→ **TASK OBJECTIVE**:
After reading the data, copy it out in full and exactly.

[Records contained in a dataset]
☆ ☆ ☆ ☆ ☆
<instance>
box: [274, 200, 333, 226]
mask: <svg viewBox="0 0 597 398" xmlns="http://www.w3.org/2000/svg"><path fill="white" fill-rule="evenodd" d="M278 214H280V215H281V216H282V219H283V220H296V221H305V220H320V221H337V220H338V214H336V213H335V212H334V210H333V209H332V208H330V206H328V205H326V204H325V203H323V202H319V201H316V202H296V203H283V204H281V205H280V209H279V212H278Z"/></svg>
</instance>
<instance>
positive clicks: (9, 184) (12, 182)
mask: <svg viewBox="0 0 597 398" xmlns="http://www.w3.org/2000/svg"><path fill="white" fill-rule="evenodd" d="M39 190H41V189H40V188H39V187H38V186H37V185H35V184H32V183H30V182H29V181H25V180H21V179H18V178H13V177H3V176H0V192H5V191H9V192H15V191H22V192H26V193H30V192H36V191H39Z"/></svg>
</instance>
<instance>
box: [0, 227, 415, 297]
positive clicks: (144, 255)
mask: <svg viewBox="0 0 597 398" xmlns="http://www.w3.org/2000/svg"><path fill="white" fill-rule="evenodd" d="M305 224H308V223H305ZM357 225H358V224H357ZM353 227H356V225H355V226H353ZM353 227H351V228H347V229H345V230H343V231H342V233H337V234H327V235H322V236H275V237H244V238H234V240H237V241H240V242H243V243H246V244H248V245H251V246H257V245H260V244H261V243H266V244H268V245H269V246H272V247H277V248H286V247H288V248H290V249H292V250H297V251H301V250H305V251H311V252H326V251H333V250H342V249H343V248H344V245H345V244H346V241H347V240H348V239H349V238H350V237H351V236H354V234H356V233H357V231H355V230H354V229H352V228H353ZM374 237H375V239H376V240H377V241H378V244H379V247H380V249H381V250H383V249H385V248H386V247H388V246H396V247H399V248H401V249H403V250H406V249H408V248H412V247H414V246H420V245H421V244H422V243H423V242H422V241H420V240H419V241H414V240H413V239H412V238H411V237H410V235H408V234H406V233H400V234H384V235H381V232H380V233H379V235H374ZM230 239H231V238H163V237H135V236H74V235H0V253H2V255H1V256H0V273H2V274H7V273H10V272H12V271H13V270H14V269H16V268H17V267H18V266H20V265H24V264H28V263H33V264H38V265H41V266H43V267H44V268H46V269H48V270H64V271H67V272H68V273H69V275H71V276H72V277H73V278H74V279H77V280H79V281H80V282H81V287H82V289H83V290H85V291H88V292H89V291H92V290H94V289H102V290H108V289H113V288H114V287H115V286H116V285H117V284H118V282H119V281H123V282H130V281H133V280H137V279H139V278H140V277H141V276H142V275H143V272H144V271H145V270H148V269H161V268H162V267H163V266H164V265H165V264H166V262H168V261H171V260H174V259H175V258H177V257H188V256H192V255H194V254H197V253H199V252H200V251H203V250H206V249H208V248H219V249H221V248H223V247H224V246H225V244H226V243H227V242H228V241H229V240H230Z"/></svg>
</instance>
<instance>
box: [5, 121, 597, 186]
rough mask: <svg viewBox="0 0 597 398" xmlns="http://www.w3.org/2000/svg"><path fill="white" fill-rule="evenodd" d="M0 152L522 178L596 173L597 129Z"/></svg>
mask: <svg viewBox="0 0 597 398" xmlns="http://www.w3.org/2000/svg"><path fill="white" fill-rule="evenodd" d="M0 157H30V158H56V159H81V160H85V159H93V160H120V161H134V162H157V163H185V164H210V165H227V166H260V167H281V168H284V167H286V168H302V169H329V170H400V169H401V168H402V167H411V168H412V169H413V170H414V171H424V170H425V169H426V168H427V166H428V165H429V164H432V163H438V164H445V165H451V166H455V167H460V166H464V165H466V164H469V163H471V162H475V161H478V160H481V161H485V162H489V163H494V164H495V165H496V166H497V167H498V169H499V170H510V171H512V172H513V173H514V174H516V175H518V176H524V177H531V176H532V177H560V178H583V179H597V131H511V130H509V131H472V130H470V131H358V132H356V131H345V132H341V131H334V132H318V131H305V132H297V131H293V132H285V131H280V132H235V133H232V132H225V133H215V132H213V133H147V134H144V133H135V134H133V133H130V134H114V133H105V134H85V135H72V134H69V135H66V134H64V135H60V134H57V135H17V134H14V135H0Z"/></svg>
☆ ☆ ☆ ☆ ☆
→ **SOLUTION FOR THIS TASK**:
<instance>
box: [274, 200, 333, 226]
mask: <svg viewBox="0 0 597 398" xmlns="http://www.w3.org/2000/svg"><path fill="white" fill-rule="evenodd" d="M278 214H280V215H281V216H282V219H283V220H296V221H305V220H320V221H337V220H338V214H336V213H335V212H334V210H333V209H332V208H330V206H328V205H326V204H325V203H323V202H319V201H316V202H296V203H283V204H281V205H280V209H279V212H278Z"/></svg>
</instance>
<instance>
positive clicks: (9, 184) (12, 182)
mask: <svg viewBox="0 0 597 398" xmlns="http://www.w3.org/2000/svg"><path fill="white" fill-rule="evenodd" d="M39 190H41V189H40V188H39V187H38V186H37V185H35V184H32V183H30V182H29V181H25V180H21V179H18V178H13V177H3V176H0V192H5V191H9V192H15V191H22V192H26V193H30V192H36V191H39Z"/></svg>
</instance>
<instance>
box: [0, 227, 415, 297]
positive clicks: (144, 255)
mask: <svg viewBox="0 0 597 398" xmlns="http://www.w3.org/2000/svg"><path fill="white" fill-rule="evenodd" d="M305 224H308V223H305ZM357 225H358V224H357ZM353 227H356V225H355V226H353ZM353 227H351V228H347V229H345V230H343V231H342V233H337V234H327V235H322V236H275V237H244V238H234V240H237V241H240V242H243V243H246V244H248V245H251V246H257V245H260V244H261V243H266V244H268V245H269V246H272V247H277V248H286V247H288V248H290V249H292V250H297V251H301V250H305V251H311V252H326V251H333V250H342V249H343V248H344V245H345V244H346V241H347V240H348V239H349V238H350V237H351V236H354V234H356V233H357V231H355V230H354V229H352V228H353ZM374 237H375V239H376V240H377V241H378V244H379V247H380V249H381V250H383V249H385V248H386V247H388V246H396V247H399V248H401V249H403V250H406V249H408V248H412V247H414V246H420V245H421V244H422V243H423V242H422V241H420V240H419V241H414V240H413V239H412V238H411V237H410V235H408V234H406V233H400V234H384V235H381V232H380V233H379V235H374ZM230 239H231V238H163V237H135V236H74V235H0V253H2V255H1V256H0V273H2V274H7V273H10V272H12V271H13V270H14V269H16V268H17V267H18V266H20V265H24V264H28V263H33V264H38V265H41V266H43V267H44V268H46V269H48V270H64V271H67V272H68V273H69V275H71V276H72V277H73V278H74V279H77V280H79V281H80V282H81V287H82V289H83V290H85V291H88V292H89V291H92V290H94V289H102V290H108V289H113V288H114V287H115V286H116V285H117V284H118V282H119V281H123V282H130V281H133V280H137V279H139V278H140V277H141V276H142V275H143V272H144V271H145V270H148V269H161V268H162V267H163V266H164V265H165V264H166V262H168V261H171V260H174V259H175V258H177V257H188V256H192V255H194V254H197V253H199V252H200V251H203V250H206V249H208V248H219V249H221V248H223V247H224V246H225V244H226V243H227V242H228V241H229V240H230Z"/></svg>
</instance>
<instance>
box: [5, 121, 597, 186]
rough mask: <svg viewBox="0 0 597 398" xmlns="http://www.w3.org/2000/svg"><path fill="white" fill-rule="evenodd" d="M0 152L522 178L596 173L597 129Z"/></svg>
mask: <svg viewBox="0 0 597 398" xmlns="http://www.w3.org/2000/svg"><path fill="white" fill-rule="evenodd" d="M0 157H30V158H56V159H81V160H85V159H93V160H120V161H134V162H157V163H185V164H210V165H227V166H260V167H281V168H284V167H286V168H302V169H329V170H400V169H401V168H402V167H411V168H412V169H413V170H414V171H424V170H425V169H426V168H427V166H428V165H429V164H432V163H438V164H445V165H451V166H455V167H460V166H464V165H466V164H469V163H471V162H475V161H478V160H481V161H485V162H489V163H494V164H495V165H496V166H497V167H498V169H499V170H510V171H512V172H513V173H514V174H516V175H518V176H524V177H531V176H532V177H560V178H583V179H597V131H511V130H509V131H472V130H470V131H358V132H356V131H345V132H341V131H334V132H318V131H305V132H297V131H293V132H285V131H280V132H235V133H232V132H225V133H215V132H213V133H147V134H144V133H135V134H133V133H130V134H114V133H105V134H85V135H72V134H69V135H66V134H64V135H60V134H57V135H17V134H14V135H0Z"/></svg>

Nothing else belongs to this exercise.